Excerpted passage >>
/ 11 October 2006

Amnesty: 11 000 child soldiers abandoned in DRC

At least 11 000 children are still with armed groups or unaccounted for more than two years after the Democratic Republic of Congo (DRC) launched a programme to release and re-integrate child soldiers back into civilian life, Amnesty International said on Wednesday.

The London-based human rights group said the disarmament, demobilisation and reintegration (DDR) programme, which aimed to help 200 000 combatants, was failing to meet the traumatised youngsters’ needs.

Girls in particular were worst affected, with most of those snatched by armed groups in the war-ravaged Central African state still unaccounted for, it added in a report critical of the interim power-sharing administration.

In the majority of cases, girls had either been abandoned or misidentified as legitimate ”dependents” of adult fighters.

President Joseph Kabila’s government has done little or nothing to trace them, it added.

(Excerpt from a dataset)
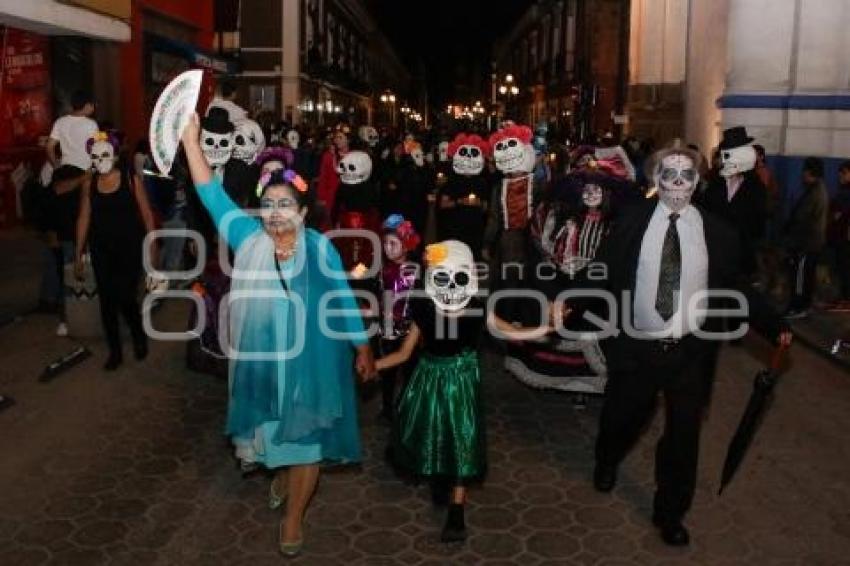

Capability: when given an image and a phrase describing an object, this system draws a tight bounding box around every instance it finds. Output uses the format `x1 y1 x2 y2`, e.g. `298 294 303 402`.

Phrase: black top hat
201 106 236 134
720 126 755 149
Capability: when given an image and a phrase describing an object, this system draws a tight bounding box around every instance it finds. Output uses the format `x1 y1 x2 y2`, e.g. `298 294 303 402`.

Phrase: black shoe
440 503 466 542
593 462 617 493
103 354 124 371
652 515 691 546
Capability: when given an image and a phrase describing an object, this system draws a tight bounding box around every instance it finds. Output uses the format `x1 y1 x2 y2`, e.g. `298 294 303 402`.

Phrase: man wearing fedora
700 126 768 282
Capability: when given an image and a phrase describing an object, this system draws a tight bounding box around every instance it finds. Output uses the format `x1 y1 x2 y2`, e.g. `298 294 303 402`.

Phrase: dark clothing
700 171 768 276
410 297 484 357
89 172 145 355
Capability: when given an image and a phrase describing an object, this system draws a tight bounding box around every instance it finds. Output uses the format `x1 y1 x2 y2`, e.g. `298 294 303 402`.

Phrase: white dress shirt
633 201 708 338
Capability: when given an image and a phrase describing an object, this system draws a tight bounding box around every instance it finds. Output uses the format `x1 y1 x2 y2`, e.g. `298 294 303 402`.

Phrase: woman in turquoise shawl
183 116 375 556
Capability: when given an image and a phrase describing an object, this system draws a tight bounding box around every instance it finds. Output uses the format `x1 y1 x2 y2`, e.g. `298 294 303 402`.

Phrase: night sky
368 0 533 108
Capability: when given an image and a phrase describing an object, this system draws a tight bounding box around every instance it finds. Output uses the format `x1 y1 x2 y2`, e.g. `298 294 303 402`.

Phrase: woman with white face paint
74 132 156 371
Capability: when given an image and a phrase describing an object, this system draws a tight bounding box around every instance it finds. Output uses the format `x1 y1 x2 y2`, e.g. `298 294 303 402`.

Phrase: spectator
828 161 850 301
207 81 248 124
783 157 829 318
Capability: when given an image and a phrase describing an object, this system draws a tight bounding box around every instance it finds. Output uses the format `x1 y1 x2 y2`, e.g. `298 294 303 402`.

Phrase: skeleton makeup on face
201 130 233 168
581 183 603 208
655 153 699 212
89 141 118 175
337 151 372 185
425 240 478 313
233 120 266 165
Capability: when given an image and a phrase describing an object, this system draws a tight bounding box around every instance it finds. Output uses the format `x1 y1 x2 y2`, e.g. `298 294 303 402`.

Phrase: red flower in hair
490 124 534 154
448 134 490 157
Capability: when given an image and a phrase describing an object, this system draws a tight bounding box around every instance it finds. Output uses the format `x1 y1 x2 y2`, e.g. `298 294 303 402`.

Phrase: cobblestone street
0 305 850 566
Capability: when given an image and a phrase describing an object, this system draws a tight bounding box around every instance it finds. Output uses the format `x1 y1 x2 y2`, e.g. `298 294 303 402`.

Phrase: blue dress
198 180 368 468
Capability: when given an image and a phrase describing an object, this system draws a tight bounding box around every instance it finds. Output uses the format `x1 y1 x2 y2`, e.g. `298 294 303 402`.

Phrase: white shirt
633 201 708 338
207 97 248 124
50 114 97 171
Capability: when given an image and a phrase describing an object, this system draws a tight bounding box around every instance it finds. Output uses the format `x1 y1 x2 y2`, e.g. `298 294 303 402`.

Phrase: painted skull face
384 234 404 261
720 145 756 177
425 240 478 313
337 151 372 185
493 138 534 174
655 153 699 211
89 141 117 175
286 130 301 150
581 183 602 208
410 147 425 167
452 145 484 176
201 130 233 167
357 126 381 147
233 120 266 164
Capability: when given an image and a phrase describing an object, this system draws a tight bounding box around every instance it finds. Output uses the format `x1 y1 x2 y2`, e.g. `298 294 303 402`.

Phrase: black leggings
91 244 145 355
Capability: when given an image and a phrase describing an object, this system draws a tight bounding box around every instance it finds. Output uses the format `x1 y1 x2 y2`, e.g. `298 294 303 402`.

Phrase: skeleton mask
425 240 478 313
493 137 534 173
201 130 233 167
286 130 301 151
233 120 266 165
581 183 602 208
357 126 381 147
655 153 699 212
720 145 756 177
337 151 372 185
89 141 117 175
452 145 484 177
410 147 425 167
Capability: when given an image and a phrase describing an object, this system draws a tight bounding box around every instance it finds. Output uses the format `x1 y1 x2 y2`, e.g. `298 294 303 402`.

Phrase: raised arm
182 114 260 251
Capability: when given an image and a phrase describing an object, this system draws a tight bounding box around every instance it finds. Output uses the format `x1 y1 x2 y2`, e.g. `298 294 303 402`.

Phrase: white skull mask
337 151 372 185
89 141 117 175
581 183 602 208
720 145 756 177
493 138 534 173
425 240 478 313
357 126 381 147
286 130 301 151
201 130 233 167
233 120 266 164
410 147 425 167
655 153 699 212
452 145 484 177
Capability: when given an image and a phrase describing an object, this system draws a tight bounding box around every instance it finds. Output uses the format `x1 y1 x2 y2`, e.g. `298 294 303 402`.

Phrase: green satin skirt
393 350 487 480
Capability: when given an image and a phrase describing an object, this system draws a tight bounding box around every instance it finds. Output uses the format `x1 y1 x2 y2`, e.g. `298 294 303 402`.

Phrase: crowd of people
16 81 850 556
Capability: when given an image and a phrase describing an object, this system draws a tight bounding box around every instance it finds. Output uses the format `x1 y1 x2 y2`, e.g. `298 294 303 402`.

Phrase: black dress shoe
652 516 691 546
593 462 617 493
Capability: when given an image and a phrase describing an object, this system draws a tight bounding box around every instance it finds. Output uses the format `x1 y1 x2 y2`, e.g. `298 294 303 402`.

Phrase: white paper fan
150 69 204 175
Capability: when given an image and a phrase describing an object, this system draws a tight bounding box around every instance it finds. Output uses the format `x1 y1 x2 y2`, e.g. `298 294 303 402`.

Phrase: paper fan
150 69 204 175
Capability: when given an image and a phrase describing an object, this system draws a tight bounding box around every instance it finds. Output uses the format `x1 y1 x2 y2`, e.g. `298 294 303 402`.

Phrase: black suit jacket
575 199 785 366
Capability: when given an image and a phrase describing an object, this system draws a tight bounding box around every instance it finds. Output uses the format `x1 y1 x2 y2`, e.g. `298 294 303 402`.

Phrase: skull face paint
425 240 478 313
89 141 117 175
655 153 699 212
337 151 372 185
201 130 233 168
232 120 266 164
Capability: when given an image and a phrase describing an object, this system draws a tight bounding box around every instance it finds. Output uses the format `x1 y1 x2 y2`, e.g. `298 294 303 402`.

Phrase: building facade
222 0 411 125
491 0 628 139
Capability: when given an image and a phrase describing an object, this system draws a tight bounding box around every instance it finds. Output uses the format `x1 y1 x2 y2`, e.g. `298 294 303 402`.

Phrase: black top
410 297 484 357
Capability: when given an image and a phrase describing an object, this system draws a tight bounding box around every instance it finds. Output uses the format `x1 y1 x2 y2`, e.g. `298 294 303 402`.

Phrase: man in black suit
579 147 791 546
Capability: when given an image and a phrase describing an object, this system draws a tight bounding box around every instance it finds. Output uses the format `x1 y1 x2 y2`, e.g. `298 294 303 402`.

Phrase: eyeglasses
661 167 697 183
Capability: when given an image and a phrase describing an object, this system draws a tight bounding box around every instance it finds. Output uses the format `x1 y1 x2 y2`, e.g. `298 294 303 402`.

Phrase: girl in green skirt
376 240 551 542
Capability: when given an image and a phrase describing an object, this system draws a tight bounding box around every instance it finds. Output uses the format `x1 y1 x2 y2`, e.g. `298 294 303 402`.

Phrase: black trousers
90 243 146 354
596 336 717 520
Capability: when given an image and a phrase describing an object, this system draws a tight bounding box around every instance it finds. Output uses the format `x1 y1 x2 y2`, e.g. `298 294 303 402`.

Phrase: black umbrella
717 346 786 495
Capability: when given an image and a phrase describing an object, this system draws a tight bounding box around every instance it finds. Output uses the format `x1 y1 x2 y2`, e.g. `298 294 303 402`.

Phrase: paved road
0 305 850 566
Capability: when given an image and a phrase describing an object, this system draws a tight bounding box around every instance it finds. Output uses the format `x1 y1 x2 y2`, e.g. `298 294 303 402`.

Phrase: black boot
440 503 466 542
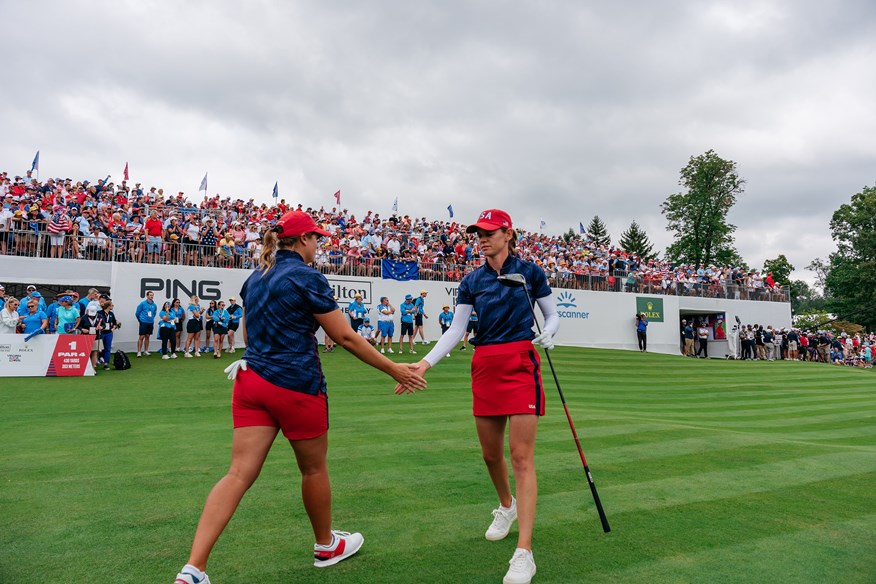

To-do list >>
- A) Set down, word for word, the passage of the news item on child soldiers in the DRC from "The London-based human" to "of adult fighters.".
- B) Report every line of the records that contains the string "woman". Case counts.

Responses for each task >>
- A)
The London-based human rights group said the disarmament, demobilisation and reintegration (DDR) programme, which aimed to help 200 000 combatants, was failing to meet the traumatised youngsters’ needs.

Girls in particular were worst affected, with most of those snatched by armed groups in the war-ravaged Central African state still unaccounted for, it added in a report critical of the interim power-sharing administration.

In the majority of cases, girls had either been abandoned or misidentified as legitimate ”dependents” of adult fighters.

- B)
Phrase: woman in turquoise shawl
Phrase: woman with white face paint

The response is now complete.